== Listed entries ==

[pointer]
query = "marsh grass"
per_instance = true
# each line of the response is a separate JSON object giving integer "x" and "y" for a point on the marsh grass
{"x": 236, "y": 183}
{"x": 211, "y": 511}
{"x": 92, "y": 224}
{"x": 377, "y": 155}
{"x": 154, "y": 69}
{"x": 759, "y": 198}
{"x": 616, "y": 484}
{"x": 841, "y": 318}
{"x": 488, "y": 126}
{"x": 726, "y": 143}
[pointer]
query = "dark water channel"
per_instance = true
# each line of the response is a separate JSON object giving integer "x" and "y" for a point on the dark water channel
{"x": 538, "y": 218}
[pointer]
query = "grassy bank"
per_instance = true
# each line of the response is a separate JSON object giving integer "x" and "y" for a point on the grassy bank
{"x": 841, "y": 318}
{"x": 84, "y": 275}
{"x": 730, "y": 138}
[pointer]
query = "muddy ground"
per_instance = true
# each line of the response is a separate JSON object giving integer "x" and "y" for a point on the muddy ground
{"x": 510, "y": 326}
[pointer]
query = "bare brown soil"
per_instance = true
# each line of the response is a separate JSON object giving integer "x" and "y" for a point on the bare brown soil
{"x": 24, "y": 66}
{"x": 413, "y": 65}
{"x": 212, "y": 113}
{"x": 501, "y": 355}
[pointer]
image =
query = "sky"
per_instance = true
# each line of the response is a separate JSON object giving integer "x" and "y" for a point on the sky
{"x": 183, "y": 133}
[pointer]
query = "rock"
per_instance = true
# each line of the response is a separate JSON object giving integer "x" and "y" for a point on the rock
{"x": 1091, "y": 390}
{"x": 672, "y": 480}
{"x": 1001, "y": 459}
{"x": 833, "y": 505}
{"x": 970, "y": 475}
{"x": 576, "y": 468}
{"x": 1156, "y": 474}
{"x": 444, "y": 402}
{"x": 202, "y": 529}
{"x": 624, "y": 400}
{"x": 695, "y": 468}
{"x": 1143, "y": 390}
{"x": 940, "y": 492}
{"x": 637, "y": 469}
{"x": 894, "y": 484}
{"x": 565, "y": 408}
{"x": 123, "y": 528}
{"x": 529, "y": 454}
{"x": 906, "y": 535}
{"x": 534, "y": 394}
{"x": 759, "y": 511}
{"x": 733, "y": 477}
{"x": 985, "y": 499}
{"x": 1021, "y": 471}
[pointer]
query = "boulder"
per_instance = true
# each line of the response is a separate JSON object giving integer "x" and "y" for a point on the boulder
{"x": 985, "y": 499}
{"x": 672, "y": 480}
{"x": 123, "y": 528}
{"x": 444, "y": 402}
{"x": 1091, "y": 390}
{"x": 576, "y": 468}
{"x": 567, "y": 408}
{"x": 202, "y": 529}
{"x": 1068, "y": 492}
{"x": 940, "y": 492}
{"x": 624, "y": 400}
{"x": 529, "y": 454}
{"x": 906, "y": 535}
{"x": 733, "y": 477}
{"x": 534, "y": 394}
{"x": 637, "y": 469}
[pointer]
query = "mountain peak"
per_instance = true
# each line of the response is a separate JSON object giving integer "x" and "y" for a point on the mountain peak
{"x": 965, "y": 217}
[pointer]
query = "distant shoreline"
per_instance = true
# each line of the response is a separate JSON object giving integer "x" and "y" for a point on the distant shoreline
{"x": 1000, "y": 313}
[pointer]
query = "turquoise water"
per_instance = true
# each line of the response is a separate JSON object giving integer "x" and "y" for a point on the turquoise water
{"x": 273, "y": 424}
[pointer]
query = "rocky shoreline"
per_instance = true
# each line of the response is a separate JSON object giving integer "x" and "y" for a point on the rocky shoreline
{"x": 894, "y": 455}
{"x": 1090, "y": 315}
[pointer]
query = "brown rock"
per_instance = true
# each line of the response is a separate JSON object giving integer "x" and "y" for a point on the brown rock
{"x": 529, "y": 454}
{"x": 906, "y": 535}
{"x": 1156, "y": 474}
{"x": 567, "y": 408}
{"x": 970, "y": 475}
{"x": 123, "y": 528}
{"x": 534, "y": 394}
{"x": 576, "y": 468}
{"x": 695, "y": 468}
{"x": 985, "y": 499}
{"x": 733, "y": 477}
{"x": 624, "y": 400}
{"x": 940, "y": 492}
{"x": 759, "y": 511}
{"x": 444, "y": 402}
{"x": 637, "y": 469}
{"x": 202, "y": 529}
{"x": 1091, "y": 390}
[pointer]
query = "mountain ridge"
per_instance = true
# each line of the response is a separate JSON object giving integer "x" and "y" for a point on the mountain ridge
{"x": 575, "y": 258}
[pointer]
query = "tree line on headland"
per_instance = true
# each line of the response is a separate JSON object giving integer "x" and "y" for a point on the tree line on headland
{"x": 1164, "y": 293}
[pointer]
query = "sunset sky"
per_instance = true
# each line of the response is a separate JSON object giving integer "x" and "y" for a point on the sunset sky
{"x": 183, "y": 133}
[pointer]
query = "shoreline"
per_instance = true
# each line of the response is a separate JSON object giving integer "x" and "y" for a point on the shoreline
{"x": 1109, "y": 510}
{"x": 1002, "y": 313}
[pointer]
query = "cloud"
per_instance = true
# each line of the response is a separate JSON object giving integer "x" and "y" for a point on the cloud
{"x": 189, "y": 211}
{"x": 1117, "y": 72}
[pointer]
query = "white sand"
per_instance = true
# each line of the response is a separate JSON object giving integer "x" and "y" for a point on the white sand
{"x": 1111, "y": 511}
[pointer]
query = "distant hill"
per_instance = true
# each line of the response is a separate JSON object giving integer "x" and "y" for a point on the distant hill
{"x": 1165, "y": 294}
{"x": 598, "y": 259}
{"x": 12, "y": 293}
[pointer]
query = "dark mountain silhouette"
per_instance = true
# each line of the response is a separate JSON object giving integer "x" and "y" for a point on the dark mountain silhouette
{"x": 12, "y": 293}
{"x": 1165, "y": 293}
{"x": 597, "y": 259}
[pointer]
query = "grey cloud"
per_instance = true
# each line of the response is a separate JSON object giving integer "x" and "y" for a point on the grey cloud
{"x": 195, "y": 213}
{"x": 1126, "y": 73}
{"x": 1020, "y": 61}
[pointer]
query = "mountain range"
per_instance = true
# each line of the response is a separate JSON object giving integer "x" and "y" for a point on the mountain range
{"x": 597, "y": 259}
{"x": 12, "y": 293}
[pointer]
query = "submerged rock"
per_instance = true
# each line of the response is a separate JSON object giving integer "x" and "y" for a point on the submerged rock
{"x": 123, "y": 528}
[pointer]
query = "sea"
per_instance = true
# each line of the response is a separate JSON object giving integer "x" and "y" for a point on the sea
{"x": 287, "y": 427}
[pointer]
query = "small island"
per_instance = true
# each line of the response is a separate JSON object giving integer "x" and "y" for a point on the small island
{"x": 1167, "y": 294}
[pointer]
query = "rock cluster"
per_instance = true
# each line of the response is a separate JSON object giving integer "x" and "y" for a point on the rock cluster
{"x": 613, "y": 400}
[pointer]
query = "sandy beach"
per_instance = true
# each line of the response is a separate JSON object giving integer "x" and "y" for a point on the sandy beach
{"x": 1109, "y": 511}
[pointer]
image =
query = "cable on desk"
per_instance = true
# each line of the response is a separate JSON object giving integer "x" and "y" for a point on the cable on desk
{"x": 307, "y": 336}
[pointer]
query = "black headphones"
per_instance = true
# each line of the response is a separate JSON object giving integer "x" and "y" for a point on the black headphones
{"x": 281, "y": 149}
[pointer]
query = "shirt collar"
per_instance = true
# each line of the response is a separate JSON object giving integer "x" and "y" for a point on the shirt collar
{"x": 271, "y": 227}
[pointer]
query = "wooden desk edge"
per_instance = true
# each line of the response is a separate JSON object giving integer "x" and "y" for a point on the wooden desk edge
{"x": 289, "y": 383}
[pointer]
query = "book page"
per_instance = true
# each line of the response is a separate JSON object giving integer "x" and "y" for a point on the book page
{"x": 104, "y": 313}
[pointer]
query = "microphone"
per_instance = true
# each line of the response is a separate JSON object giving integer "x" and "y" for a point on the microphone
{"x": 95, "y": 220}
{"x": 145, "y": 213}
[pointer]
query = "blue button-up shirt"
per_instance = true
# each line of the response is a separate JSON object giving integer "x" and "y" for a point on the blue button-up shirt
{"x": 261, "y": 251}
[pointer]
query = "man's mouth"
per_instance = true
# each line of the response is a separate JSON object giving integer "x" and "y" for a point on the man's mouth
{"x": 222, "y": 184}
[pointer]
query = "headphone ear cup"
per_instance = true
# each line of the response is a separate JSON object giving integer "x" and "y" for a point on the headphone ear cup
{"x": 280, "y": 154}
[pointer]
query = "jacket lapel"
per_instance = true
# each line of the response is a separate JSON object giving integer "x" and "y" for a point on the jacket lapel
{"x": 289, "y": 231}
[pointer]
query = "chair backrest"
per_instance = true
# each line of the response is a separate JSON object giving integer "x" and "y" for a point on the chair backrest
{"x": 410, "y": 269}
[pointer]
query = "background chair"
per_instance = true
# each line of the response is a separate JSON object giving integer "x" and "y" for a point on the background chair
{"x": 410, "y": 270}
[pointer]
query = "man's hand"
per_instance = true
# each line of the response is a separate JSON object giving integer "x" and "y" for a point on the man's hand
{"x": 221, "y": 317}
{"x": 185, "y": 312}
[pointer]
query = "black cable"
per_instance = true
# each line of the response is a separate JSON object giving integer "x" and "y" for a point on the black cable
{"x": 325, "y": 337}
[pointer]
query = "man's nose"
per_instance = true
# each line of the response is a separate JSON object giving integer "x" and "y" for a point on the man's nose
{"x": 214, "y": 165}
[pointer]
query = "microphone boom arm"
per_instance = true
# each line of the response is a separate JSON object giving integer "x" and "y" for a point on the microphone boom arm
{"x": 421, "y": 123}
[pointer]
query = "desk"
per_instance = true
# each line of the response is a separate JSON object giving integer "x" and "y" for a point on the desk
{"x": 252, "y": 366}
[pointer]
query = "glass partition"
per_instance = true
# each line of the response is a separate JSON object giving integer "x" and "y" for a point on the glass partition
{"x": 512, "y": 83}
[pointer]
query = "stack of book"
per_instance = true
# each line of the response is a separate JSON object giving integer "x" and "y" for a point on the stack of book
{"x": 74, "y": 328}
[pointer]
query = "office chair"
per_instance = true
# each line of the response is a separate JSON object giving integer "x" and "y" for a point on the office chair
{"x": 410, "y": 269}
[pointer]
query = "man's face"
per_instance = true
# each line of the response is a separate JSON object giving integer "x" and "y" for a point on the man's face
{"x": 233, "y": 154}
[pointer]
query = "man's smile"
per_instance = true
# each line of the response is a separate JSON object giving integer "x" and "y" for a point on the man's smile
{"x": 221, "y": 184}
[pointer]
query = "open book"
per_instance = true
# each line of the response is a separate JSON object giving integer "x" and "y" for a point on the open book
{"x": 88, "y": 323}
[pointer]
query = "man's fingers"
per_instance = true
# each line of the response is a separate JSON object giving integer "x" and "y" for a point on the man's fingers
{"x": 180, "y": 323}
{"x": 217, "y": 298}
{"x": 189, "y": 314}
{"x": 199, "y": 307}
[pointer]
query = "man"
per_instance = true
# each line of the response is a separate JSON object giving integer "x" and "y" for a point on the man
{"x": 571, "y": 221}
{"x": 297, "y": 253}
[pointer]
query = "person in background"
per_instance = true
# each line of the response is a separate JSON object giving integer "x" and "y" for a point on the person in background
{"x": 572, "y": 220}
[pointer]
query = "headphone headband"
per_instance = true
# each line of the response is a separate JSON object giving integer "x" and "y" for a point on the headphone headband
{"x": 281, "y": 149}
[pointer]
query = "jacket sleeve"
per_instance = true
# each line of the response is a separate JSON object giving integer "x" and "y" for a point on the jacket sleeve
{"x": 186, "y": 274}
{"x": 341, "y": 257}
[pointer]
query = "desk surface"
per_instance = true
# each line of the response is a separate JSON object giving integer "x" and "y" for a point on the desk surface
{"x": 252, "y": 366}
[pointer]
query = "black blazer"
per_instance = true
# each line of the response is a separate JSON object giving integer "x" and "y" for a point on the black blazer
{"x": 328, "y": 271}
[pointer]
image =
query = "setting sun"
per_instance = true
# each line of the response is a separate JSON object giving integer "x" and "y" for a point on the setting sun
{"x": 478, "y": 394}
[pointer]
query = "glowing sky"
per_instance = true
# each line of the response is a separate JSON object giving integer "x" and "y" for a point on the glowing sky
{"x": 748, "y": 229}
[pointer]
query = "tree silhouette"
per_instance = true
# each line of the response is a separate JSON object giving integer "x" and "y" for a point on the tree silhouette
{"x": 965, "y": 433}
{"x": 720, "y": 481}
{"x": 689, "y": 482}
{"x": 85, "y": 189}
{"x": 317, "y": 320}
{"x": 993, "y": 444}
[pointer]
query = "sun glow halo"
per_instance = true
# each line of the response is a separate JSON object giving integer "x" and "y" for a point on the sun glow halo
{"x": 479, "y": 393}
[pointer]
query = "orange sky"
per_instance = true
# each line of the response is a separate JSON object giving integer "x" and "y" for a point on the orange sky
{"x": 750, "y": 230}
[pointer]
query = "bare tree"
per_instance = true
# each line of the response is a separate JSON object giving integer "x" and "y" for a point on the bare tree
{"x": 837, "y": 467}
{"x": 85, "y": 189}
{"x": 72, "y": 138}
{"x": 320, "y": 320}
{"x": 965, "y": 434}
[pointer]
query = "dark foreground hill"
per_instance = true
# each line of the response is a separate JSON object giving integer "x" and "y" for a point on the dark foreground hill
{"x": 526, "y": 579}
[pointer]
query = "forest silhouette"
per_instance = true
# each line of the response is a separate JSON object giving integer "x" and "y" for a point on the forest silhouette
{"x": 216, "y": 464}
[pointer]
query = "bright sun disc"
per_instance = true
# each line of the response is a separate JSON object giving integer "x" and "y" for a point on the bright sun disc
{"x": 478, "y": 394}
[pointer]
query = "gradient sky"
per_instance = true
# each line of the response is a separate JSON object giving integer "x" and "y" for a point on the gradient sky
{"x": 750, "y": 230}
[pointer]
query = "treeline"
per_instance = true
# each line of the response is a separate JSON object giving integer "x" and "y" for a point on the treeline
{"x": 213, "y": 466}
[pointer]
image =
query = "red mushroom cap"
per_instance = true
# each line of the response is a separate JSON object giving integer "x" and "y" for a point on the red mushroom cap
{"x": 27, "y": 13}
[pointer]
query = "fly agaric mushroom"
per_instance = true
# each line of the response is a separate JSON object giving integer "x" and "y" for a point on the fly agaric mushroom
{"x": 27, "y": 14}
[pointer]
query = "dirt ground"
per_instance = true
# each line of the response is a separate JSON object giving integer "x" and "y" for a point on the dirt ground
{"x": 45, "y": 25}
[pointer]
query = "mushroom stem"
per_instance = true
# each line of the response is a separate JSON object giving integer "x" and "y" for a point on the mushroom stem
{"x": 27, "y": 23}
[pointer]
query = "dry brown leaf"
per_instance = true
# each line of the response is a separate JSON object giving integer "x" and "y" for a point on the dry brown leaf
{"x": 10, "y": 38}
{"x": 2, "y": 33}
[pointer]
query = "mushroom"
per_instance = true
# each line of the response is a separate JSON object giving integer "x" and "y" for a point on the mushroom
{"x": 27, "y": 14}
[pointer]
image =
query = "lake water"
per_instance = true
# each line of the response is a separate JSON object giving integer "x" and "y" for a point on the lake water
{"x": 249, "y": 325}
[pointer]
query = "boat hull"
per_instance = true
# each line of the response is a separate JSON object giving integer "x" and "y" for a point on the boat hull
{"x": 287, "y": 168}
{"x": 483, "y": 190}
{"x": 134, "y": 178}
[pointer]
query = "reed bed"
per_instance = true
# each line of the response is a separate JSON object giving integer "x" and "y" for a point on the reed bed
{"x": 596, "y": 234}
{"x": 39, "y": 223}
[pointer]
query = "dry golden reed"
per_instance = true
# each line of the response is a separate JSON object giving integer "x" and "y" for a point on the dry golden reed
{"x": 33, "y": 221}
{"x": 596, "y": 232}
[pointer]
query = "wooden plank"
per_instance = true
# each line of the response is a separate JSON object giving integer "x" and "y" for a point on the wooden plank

===

[What to produce]: Filter the data above, keeping only lines that include the string "plank".

[Exercise solution]:
query = "wooden plank"
# each line of the response is a separate JSON object giving integer "x" and "y" for a point on the wooden plank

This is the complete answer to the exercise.